# Request A
Report each line of the records that contains the string "post", treating uppercase and lowercase letters as different.

:: Reading text ::

1.0.0 • Published 2 years ago

sparse-geonames-ingest v1.0.0

Weekly downloads
-
License
bsd
Repository
-
Last release
2 years ago

sparse-geonames-ingest

scripts to generate sparse p2p archives for geonames data

to search the data generated by this tool, use sparse-geonames-search

Sorting and loading results are written to disk to save memory.

This tool is capable of building an archive from allCountries.txt, a 1.5GB archive (as of 2022) with all geonames data. On my laptop this took 38 minutes and used several gigabytes of RAM. cities500.txt takes 10 seconds.

usage

usage: sparse-geonames-ingest COMMAND {OPTIONS}

sparse-geonames-ingest ingest {-i INFILE} -o OUTDIR

  Load, sort, and build in one command.

sparse-geonames-ingest load {-i INFILE} -o OUTDIR

  Read geonames newline-delimited text file from INFILE or "-" (stdin),
  writing output to OUTDIR.

sparse-geonames-ingest sort -o OUTDIR

  Sort loaded data from OUTDIR, writing results to OUTDIR.

sparse-geonames-ingest build -o OUTDIR (--size=SIZE)

  Build sorted data from OUTDIR, writing results to OUTDIR.
  Each file in the output is at most SIZE bytes.

api

var sgingest = require('sparse-geonames-ingest')

var ingest = sgingest(opts)

  • opts.outdir - directory to use for output and temporary storage
  • opts.recordsLimit - number of records to buffer before flushing to disk
  • opts.lookupLimit - number of lookups to buffer before flushing to disk
  • opts.limit - number of records and lookups to buffer before flushing to disk

ingest.write(line, cb)

Process one line of input from a geonames text file, calling cb(err) when complete.

ingest.flush(cb)

Flush buffered records in memory to disk, calling cb(err) when complete.

ingest.sort(cb)

Sort

ingest.build(opts={}, cb)

install

npm install sparse-geonames-ingest

license

bsd

:::

# Request B
Reproduce the package page word for word from "Build sorted data" to "ingest = sgingest(opts)".

:: Dataset content ::

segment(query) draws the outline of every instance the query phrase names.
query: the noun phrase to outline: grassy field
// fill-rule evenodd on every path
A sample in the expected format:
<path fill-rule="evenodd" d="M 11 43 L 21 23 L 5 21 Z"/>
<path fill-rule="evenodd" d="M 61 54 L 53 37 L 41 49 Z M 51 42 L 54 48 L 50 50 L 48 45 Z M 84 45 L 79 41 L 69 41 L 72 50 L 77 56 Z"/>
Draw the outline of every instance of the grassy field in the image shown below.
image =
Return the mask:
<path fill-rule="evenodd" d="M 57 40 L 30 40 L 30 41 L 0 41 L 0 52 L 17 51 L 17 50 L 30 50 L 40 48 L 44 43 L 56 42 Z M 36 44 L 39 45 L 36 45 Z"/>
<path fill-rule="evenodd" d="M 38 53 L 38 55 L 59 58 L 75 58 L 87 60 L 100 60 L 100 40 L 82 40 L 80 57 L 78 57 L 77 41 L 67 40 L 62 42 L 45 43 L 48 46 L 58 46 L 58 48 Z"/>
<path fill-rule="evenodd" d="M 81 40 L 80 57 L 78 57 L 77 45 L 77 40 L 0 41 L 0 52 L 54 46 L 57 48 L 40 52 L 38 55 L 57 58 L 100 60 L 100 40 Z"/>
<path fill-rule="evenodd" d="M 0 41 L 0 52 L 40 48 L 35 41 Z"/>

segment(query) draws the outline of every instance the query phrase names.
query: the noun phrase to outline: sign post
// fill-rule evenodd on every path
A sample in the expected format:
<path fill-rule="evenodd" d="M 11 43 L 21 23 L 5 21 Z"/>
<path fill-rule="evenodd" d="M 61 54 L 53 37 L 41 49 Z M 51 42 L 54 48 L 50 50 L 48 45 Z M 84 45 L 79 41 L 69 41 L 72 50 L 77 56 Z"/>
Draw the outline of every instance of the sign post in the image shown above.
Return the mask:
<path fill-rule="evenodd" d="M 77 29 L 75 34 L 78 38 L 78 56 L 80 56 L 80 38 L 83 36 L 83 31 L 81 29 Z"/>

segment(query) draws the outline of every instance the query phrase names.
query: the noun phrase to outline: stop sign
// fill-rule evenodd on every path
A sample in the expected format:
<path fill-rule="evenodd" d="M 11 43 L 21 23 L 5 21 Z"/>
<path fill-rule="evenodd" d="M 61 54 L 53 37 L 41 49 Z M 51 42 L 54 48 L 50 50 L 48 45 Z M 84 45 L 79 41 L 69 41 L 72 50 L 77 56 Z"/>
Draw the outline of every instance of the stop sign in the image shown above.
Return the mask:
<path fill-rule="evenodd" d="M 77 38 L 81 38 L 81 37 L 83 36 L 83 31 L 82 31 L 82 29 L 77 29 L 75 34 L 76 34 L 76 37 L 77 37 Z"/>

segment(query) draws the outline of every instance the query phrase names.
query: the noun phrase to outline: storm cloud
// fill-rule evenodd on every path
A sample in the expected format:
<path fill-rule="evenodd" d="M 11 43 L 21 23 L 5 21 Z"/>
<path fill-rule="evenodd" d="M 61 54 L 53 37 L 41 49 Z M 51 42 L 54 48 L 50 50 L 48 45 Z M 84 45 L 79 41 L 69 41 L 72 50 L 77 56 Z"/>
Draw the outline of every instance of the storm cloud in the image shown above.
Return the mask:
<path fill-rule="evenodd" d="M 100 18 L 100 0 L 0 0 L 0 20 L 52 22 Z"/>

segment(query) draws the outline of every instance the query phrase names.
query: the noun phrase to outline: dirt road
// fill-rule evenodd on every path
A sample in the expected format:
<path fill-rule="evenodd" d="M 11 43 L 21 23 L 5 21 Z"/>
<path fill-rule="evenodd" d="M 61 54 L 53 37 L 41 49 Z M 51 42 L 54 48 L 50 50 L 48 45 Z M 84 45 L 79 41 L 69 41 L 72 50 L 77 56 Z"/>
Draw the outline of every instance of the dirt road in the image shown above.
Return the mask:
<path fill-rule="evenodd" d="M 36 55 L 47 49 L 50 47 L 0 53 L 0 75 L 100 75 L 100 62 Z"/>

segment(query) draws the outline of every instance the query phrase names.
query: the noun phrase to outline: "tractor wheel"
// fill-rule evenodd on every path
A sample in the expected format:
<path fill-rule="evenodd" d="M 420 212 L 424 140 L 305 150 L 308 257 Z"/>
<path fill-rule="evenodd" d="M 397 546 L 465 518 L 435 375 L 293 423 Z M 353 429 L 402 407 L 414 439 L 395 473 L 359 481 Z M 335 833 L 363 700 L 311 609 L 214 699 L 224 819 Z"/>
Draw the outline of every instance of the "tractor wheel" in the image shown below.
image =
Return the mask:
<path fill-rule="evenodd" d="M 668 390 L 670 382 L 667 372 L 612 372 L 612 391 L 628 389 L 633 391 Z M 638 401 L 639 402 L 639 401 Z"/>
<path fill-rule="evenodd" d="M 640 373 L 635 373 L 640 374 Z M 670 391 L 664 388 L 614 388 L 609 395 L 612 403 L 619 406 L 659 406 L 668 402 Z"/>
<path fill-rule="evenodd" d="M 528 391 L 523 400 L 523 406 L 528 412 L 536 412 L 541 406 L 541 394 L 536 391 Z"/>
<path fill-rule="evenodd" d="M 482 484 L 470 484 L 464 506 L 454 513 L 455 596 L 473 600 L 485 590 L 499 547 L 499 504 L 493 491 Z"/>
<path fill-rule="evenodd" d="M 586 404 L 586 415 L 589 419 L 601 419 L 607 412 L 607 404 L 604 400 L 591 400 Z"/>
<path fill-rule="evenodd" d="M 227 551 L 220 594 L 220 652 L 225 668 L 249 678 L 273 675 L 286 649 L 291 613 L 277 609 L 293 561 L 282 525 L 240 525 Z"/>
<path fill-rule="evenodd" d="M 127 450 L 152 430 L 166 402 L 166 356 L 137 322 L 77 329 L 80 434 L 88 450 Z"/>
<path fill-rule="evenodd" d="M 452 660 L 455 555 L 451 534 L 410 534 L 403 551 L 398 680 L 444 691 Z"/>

:::

# Final answer A
query: the noun phrase to outline: sign post
Draw the outline of every instance of the sign post in the image shown above.

# Final answer B
Build sorted data from OUTDIR, writing results to OUTDIR.
  Each file in the output is at most SIZE bytes.

api

var sgingest = require('sparse-geonames-ingest')

var ingest = sgingest(opts)